**Source passage**
The other liability is that this is all being judged by lawyers who are
often self-selected for "people-people" rather than technologists. I
remember when I did take a joint seminar with Harvard Law and the
problem of getting techies interested. In dealing with legal issues now
I find it a profession bound by medieval baggage of its own.
At least with the tax code one can argue with the IRS but the legal
system is much more perverse and hierarchical.
Well, that's a quick and short set of comments -- I really do need to
explore this in full.
I would also like to figure out how I can help. If we have to identify
a single issue which separates those who understand complex issues and
those who simply have the trappings of modernity it's understanding how
systems survive -- that's really all evolution is about.

**Request 1**
In how many lines of the records does the word "green" appear, with case counting? Give only the number.

**Records for this exercise**
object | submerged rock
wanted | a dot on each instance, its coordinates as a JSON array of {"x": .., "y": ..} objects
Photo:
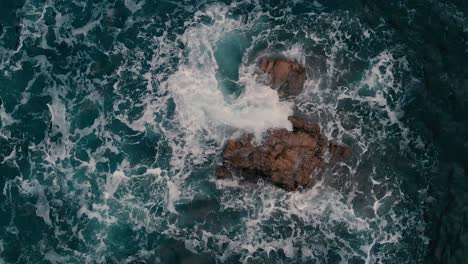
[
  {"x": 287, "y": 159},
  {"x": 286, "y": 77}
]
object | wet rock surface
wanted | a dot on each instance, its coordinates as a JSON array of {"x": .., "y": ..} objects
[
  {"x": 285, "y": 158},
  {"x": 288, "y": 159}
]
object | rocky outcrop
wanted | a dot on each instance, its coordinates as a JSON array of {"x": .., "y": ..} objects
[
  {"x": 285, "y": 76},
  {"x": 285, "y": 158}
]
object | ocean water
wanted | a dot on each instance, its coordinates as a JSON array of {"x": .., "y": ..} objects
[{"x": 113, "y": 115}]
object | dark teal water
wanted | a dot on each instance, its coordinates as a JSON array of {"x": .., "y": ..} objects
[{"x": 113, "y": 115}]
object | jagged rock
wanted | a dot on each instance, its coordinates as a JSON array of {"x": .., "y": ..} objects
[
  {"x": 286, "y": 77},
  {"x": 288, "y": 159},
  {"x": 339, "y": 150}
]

---

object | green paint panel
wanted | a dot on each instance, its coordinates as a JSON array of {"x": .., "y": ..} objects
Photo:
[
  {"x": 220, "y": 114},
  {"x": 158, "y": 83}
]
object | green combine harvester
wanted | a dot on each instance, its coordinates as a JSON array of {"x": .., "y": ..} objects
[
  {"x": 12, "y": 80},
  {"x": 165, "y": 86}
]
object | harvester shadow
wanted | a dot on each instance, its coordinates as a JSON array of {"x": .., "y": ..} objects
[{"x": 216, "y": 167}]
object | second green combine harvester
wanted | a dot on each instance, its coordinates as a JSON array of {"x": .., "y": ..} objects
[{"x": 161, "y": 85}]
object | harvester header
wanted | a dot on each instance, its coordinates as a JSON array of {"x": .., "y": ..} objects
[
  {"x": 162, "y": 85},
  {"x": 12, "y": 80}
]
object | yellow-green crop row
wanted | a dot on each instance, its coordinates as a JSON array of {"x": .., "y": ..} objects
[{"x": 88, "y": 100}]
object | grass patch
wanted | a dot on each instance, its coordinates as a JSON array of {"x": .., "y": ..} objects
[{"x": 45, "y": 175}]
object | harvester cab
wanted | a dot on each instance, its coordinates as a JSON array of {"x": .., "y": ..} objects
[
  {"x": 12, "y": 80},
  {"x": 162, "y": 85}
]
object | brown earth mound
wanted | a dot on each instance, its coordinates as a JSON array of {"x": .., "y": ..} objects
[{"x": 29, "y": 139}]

**Request 2**
Copy out the passage about lawyers, technologists, and how systems survive, word for word and in full.

**Full answer 1**
4

**Full answer 2**
The other liability is that this is all being judged by lawyers who are
often self-selected for "people-people" rather than technologists. I
remember when I did take a joint seminar with Harvard Law and the
problem of getting techies interested. In dealing with legal issues now
I find it a profession bound by medieval baggage of its own.
At least with the tax code one can argue with the IRS but the legal
system is much more perverse and hierarchical.
Well, that's a quick and short set of comments -- I really do need to
explore this in full.
I would also like to figure out how I can help. If we have to identify
a single issue which separates those who understand complex issues and
those who simply have the trappings of modernity it's understanding how
systems survive -- that's really all evolution is about.